Carry on the news story about Brazil's opposition PSDB party from its last sentence.

* **TEXT BLOCK**:

┏━━

SAO PAULO (Reuters) - This year has been difficult for Brazilian President Dilma Rousseff, but it hasn’t been much easier for her opposition.
Brazil’s PSDB party, the main rival to Rousseff’s Workers’ Party, failed to capitalize on a turbulent period marked by a sputtering economy and the widespread, often violent street protests against poor public services and corruption that rocked the country in June.
Latin America’s largest economy, a one-time market darling after posting a 7.5 percent growth rate in 2010, has slowed sharply under Rousseff as industry struggles with high tax and labor costs, among other issues. Rousseff’s popularity had been mostly insulated from the economic headwinds, however, due to her government’s focus on expanding popular social programs.
While Rousseff’s approval rating plunged immediately after June’s protests she has since made up much of those losses. She is currently outpacing all her potential rivals in the 2014 presidential race, in which she is widely expected to run for a second four-year term.
“We had a big wave of people mobilizing, pouring into the streets,” said Carlos Melo, a political scientist at the Insper business school in Sao Paulo. “But as the wave passed, people began to ask ‘what is the alternative?'”
Apparently not the PSDB, as recent polls have shown.
The 1995-2002 administration of former President Fernando Henrique Cardoso, who helped stabilize Brazil’s once-chaotic economy, is a high-water mark for the PSDB, which has lost all three succeeding presidential races to the Workers’ Party.
Next year’s election doesn’t look much different. Support for the PSDB’s most likely candidate, Aecio Neves, remains at less than half what Rousseff enjoys as he fends off competition from the PSB Party’s Eduardo Campos, now running alongside popular environmental activist Marina Silva.
The PSDB’s internal divisions have pitted Neves, a political scion from the state of Minas Gerais, against Jose Serra, a former Sao Paulo state governor and two-time presidential runner-up.
The 53-year-old Neves, who is hugely popular in his home state, was expected by some analysts to inject a degree of youth and excitement into the PSDB following Serra’s runs for the presidency. Serra, 71, continues to hover over the party, however, raising doubts about his willingness to concede the nomination to Neves.
So far, neither has received the party’s final nod.

┗━━

* **RECORDS SUPPLIED**:
┏━━

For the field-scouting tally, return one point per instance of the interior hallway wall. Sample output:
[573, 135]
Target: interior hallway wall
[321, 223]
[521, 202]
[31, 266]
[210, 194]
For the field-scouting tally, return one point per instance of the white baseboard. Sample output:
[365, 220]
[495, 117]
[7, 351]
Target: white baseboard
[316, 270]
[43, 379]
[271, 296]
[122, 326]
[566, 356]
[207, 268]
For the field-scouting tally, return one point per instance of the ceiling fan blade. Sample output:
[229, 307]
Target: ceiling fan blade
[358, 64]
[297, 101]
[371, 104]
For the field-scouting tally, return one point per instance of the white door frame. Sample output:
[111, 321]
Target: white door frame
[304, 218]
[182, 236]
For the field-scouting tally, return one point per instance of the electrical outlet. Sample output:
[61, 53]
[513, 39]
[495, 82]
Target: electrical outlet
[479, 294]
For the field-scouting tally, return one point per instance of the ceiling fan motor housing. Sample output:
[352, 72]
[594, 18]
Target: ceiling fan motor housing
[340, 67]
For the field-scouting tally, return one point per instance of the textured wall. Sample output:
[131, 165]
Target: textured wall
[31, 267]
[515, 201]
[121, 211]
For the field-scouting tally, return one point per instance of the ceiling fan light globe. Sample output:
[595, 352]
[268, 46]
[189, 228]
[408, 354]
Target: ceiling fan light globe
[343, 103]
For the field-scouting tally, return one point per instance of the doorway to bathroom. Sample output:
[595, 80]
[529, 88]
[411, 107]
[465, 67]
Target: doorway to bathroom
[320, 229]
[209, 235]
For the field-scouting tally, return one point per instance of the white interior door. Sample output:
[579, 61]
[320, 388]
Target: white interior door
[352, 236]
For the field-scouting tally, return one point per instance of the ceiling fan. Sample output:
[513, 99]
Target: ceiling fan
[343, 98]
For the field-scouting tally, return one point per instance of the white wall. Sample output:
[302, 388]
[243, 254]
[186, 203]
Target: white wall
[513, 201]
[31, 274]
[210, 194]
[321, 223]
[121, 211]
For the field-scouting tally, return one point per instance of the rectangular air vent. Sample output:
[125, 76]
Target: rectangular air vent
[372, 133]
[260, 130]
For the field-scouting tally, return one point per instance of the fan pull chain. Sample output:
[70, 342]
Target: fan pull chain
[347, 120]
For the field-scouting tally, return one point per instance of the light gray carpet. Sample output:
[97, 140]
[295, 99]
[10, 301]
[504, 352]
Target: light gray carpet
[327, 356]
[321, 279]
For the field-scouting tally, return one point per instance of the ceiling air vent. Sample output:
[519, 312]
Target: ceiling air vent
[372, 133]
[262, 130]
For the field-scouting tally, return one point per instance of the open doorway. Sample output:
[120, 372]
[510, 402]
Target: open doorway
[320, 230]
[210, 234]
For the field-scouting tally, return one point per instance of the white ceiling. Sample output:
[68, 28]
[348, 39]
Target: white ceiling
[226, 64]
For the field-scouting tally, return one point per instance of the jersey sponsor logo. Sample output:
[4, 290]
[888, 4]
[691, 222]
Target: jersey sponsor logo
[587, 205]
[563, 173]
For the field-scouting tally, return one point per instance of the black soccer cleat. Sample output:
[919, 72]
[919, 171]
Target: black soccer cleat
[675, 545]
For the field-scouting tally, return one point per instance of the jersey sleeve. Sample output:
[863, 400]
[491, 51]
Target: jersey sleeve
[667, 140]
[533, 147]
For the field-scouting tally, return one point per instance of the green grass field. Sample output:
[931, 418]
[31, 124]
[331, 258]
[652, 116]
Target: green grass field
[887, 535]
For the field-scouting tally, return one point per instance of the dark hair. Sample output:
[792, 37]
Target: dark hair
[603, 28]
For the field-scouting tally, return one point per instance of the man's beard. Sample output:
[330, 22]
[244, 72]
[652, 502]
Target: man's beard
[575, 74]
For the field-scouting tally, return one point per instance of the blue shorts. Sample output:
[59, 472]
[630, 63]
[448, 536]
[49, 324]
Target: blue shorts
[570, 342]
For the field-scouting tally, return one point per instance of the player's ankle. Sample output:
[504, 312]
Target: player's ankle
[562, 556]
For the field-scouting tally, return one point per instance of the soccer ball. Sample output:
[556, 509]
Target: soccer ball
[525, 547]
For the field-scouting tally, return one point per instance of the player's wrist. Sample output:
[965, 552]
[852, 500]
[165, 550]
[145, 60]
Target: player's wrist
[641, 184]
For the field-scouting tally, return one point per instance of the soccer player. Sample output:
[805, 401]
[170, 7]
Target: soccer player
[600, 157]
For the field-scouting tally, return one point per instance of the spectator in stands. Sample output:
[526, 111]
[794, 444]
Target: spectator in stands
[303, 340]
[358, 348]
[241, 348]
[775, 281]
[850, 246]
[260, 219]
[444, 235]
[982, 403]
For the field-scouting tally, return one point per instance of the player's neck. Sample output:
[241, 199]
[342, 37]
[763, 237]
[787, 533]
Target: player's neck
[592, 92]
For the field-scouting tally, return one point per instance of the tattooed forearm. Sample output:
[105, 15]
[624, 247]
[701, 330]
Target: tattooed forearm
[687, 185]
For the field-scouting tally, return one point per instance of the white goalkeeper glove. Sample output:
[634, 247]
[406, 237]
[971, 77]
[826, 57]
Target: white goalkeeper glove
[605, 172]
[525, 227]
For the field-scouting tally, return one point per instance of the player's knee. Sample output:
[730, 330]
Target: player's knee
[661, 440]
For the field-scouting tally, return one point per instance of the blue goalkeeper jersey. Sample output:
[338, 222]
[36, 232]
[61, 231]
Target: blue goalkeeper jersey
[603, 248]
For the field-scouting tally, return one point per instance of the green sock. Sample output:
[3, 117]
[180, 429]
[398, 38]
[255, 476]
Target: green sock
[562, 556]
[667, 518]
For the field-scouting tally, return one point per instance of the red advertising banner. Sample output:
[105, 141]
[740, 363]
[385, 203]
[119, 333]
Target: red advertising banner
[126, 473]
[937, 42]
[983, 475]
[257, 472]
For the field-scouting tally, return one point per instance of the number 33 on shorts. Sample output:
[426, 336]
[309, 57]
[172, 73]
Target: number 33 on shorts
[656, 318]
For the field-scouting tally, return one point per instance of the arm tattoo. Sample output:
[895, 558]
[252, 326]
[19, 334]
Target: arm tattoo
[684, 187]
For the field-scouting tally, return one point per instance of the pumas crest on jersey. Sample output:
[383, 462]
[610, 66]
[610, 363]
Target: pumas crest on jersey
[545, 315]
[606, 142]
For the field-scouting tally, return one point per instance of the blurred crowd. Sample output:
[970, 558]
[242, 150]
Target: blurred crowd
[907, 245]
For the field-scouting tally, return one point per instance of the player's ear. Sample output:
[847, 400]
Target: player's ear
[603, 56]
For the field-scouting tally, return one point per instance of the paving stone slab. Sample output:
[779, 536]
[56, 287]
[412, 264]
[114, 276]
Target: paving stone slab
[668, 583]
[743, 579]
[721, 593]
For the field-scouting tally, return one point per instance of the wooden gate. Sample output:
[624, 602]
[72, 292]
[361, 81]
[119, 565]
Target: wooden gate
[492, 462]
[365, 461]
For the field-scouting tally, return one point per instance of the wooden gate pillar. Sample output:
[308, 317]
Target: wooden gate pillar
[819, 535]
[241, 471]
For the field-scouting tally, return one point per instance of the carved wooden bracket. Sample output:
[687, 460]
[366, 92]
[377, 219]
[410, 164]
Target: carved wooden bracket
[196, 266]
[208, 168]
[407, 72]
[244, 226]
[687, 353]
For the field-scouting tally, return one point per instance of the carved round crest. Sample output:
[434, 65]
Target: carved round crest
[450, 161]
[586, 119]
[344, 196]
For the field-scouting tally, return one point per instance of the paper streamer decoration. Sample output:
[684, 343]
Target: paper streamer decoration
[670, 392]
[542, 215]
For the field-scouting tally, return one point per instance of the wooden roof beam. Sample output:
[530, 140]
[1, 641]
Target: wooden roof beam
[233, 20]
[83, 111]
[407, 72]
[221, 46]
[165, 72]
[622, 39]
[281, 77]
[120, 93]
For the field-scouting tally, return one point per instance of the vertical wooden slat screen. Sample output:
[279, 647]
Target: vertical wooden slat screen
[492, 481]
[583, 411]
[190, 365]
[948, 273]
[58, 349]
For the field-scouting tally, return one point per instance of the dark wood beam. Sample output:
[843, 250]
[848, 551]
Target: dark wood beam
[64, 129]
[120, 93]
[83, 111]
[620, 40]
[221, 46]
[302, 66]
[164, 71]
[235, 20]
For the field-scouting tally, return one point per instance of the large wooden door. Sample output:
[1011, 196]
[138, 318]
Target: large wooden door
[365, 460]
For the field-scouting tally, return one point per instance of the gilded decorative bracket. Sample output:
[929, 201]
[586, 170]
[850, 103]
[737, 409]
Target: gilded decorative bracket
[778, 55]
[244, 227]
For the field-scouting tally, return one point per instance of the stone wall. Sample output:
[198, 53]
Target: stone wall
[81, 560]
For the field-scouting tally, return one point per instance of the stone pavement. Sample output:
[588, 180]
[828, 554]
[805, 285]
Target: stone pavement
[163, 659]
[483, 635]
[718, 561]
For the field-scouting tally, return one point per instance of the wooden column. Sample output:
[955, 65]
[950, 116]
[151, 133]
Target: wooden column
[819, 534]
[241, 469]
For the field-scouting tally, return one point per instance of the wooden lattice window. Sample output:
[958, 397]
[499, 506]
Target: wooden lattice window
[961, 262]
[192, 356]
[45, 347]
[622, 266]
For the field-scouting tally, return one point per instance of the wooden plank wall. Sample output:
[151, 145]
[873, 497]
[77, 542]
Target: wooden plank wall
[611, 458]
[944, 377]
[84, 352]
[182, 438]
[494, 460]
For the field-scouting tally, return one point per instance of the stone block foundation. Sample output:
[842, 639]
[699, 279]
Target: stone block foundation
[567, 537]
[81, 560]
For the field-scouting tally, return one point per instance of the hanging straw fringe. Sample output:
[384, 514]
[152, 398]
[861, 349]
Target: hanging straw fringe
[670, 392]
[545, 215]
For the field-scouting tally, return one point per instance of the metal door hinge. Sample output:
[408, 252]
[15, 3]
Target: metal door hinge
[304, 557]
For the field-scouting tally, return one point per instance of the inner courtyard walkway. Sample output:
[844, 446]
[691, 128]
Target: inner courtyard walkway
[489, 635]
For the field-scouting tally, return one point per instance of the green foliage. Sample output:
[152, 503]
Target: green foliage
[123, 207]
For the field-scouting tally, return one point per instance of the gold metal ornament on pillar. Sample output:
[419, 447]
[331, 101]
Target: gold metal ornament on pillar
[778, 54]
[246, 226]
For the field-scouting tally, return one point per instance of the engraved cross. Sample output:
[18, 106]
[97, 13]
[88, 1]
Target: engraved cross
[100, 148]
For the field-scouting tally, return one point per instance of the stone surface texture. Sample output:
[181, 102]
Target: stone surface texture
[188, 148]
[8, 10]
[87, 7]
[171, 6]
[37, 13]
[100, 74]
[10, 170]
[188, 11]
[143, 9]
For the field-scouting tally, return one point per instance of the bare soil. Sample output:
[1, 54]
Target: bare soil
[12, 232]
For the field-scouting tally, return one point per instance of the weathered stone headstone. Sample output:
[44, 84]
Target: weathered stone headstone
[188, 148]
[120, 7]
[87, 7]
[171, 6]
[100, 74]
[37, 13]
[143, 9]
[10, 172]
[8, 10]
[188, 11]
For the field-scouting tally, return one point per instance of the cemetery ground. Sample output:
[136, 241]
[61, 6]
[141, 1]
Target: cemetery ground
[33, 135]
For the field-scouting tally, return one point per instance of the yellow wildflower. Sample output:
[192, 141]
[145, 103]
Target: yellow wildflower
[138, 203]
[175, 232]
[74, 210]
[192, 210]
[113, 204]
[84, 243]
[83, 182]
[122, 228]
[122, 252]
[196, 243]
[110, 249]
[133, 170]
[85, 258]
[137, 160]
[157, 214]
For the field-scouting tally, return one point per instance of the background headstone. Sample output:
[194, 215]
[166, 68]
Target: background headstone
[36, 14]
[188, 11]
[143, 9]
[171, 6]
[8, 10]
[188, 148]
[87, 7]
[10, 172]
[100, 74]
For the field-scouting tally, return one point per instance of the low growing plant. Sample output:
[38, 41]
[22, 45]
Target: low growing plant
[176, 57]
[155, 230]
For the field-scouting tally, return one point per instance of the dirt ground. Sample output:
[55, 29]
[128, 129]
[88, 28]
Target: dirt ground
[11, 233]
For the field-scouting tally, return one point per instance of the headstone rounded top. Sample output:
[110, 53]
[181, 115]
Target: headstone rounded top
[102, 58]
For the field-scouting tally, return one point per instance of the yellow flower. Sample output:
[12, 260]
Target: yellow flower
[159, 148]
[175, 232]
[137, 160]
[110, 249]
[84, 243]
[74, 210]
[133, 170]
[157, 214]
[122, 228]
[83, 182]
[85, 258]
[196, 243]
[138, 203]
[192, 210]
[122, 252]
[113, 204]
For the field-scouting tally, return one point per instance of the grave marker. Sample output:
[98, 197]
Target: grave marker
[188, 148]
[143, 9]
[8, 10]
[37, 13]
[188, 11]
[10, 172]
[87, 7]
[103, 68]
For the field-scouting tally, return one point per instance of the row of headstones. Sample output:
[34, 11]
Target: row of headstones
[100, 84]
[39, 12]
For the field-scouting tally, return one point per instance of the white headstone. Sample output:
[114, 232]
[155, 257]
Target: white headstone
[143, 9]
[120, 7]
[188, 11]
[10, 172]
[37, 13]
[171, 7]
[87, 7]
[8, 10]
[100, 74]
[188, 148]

┗━━

* **RESULT**:
Meanwhile, PSDB leaders are grappling with politically damaging allegations of a bribery and price-fixing scandal involving Sao Paulo’s metro system, as well as a potential Supreme Court ruling on an alleged illegal campaign financing scheme that took place in 1998.
Rousseff herself proved in 2010 that early polls can be misleading, having definitively passed Serra just two months before the election. This time around, however, she finds her adversary in a weaker position.
“The PSDB is divided,” said Roberto Romano, a political scientist with state university UNICAMP. “It does not offer a clear opposition to the Workers’ Party.”
Former President Luiz Inacio Lula da Silva first ushered the Workers’ Party into power in 2003 on a promise to improve conditions for the poorest Brazilians, expanding the previous administration’s social welfare policies into the Bolsa Familia program.
Under Rousseff, the program now serves almost one-quarter of Brazil’s population, and those who benefit tend to be among her biggest supporters.
“A poor Brazilian may look at Dilma’s administration and say ‘Sure, it has defects, it has problems, but this government has social policies that benefit me. Would some other administration guarantee that for me?’ That’s what the PSDB hasn’t been able to do,” said Insper’s Melo.
Indeed, Neves’ communications strategy has been contradictory at times. Earlier this year on a popular variety show, he highlighted that his party originated the popular program. “If you could take Bolsa Familia ... and take it to a clinic to do a (DNA) exam, the name of the father would come out PSDB/FHC (Fernando Henrique Cardoso),” he said.
Last month, however, he characterized Bolsa Familia as “the daily administration of poverty,” suggesting the government should work to get more people off the program than on it.
Neves has also doled out harsh criticism of the Workers’ Party over corruption and their role in Brazil’s weakening macroeconomic fundamentals - two subjects the country’s poor have traditionally overlooked as long as their quality of life is improving.
With unemployment currently near record lows and household incomes gaining steadily, Neves’ words, and the PSDB’s message, may be falling on deaf ears.